Texte extrait:
·····
Second article d’un binôme dédié à l’analyse des conséquences (1er article) et des rapports (2e article) entre métropolisation et grands projets. Il s’agit en quelque sorte de mettre à jour les fondements de ces concepts pour comprendre ce qui les fait tenir encore à une époque qui en dévoile l’anachronisme, étant posé le constat d’insoutenabilité des logiques de développement (« durable »). Se dessine alors en filigrane ce à quoi il faut s’atteler pour les faire tomber.

Nous avons entamé notre binôme d’article en décrivant les implications de la métropolisation sur nos vies et ses fondements idéologiques : le néolibéralisme, la rhétorique du "développement", et l’accaparement sous-jacent du politique.
La réflexion se poursuit sur une analyse de son métabolisme, de ce qui la rend autonome, en détourant parmi ses piliers la place prépondérante des grands projets. Ces racines identifiées, ciblées et transformées en braises, pourraient bien enflamer tout le pays depuis les centres de contrôle et de commandement que sont les métropoles, partie intégrante du réseau dense des luttes locales.

Les grands projets soutiennent la métropolisation

Prenons l’exemple du Grand Projet ferroviaire du Sud-Ouest (GPSO), qui consiste à créer deux lignes à grande vitesse entre Bordeaux et Toulouse d’une part, et Bordeaux et Dax de l’autre (plus de 320 km de voies nouvelles), avec des aménagements supplémentaires aux « extrémités » des lignes pour accéder aux cœurs de métropole.
·····
Extrait de données:
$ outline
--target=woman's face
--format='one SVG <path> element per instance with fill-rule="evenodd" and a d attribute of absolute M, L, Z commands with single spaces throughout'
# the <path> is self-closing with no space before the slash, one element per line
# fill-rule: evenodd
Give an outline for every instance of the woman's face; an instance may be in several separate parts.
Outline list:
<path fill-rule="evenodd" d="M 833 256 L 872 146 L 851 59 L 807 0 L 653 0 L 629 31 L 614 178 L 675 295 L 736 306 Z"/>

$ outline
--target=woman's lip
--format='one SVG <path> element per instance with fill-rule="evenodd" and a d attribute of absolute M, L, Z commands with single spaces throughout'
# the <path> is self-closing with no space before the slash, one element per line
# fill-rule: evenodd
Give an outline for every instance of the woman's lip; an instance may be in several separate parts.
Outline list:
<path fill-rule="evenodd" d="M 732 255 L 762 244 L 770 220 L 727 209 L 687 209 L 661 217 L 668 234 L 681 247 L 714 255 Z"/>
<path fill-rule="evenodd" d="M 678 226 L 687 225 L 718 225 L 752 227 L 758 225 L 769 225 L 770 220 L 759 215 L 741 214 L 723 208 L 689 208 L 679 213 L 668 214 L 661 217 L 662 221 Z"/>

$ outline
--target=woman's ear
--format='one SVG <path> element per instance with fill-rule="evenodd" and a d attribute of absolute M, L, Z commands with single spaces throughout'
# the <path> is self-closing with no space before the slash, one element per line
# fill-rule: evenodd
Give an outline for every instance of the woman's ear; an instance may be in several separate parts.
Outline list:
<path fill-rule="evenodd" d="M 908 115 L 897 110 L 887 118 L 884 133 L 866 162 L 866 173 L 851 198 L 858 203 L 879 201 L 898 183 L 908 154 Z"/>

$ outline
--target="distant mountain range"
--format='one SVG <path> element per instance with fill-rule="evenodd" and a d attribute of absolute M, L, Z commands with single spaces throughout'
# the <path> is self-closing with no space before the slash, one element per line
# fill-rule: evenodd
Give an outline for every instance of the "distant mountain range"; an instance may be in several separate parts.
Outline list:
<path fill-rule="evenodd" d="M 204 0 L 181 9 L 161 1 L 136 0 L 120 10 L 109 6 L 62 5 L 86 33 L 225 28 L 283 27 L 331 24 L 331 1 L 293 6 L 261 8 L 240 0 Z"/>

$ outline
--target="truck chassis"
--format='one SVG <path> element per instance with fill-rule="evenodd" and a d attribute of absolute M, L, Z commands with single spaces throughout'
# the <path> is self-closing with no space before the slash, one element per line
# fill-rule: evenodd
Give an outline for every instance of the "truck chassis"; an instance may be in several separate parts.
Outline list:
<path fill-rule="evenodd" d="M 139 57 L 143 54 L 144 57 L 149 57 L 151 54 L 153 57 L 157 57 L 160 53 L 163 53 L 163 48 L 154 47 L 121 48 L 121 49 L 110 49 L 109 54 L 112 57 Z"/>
·····
Consigne 1:
Résumez en deux phrases le texte sur la métropolisation.
Consigne 2:
Traduisez en anglais cette phrase du texte sur la métropolisation : « Prenons l'exemple du Grand Projet ferroviaire du Sud-Ouest (GPSO), qui consiste à créer deux lignes à grande vitesse entre Bordeaux et Toulouse d'une part, et Bordeaux et Dax de l'autre (plus de 320 km de voies nouvelles), avec des aménagements supplémentaires aux « extrémités » des lignes pour accéder aux cœurs de métropole. »
Consigne 3:
Rédigez la suite du texte sur la métropolisation en reprenant juste après sa dernière phrase.
Les données ci-dessus n'ont aucun lien avec le texte sur la métropolisation.

Réponse 1:
Ce texte est le second d'un binôme d'articles consacré aux rapports entre métropolisation et grands projets, le premier ayant décrit les implications de la métropolisation sur nos vies et ses fondements idéologiques, dont le néolibéralisme et la rhétorique du « développement ». Il analyse ce qui rend la métropolisation autonome en soulignant la place prépondérante des grands projets parmi ses piliers, à partir de l'exemple du Grand Projet ferroviaire du Sud-Ouest (GPSO).

Réponse 2:
Take the example of the Grand Projet ferroviaire du Sud-Ouest (GPSO), which involves building two high-speed lines, one between Bordeaux and Toulouse and the other between Bordeaux and Dax (more than 320 km of new track), with additional works at the "ends" of the lines to reach the metropolitan cores.

Réponse 3:
Le GPSO base son argumentaire sur quelques éléments clés :

  • En raison de la métropolisation, les villes doivent grandir, leur population augmenter, et le trafic va donc s’intensifier du fait qu’il y aura plus de personnes à déplacer ;
  • En raison de la métropolisation, les villes doivent grandir, il faut donc qu’elles puissent répondre à des besoins plus important (se nourrir, s’approvisionner en eau et énergie, etc.). Elles doivent donc être mieux connectées avec le reste du territoire qui doit leur apporter les moyens de subsistance. Les territoires urbains n’étant pas autonomes, les infrastructures de transport facilitent leur approvisionnement [approche par la reproduction capitaliste] ;
  • En parallèle de leur densification, les métropoles vont se développer économiquement : les échanges vont s’intensifier et imposent aux métropoles de se connecter entre elles plus et plus rapidement. En effet si l’économie croît, les territoires auront besoin de plus de ressources pour produire (humaines et matérielles) et devront aller les chercher de plus en plus loin puisque les territoires sont inégalement pourvus (à chacun ses « avantages comparatifs »). Surtout, cela permet d’atteindre de nouveaux débouchés [approche par la production capitaliste].

Le GPSO est donc absolument nécessaire, nous dit-on, et découle logiquement de la métropolisation. Mais en considérant les mêmes arguments, on constate qu’il est également absolument nécessaire de créer des grands projets de logement (d’où le projet Euratlantique) et de production d’énergie (d’où le projet Horizeo).
Ainsi peut-on rappeler les propos de André Delpont en 2015, expert économique de Euratlantique, faisant le lien entre grand projet ferroviaire et métropolisation : « Les centres d’affaires de Toulouse, Dax, Pau, Bayonne et bien sûr Bordeaux vont se développer si la LGV se fait. La cible de la LGV, c’est le bassin d’emplois des cadres. Bordeaux et Toulouse ont la chance d’être les deux villes les plus attractives pour les jeunes cerveaux de 25-40 ans. On est parmi les plus avancés en termes d’innovation. Le problème, c’est que ces cadres vivent en couple et veulent évidemment un emploi pour le conjoint. Si le TGV nous relie demain en une heure, ils pourront travailler dans des villes différentes. C’est par exemple le cas de Lille et Bruxelles, qui sont avec le TGV à 45 minutes l’une de l’autre. »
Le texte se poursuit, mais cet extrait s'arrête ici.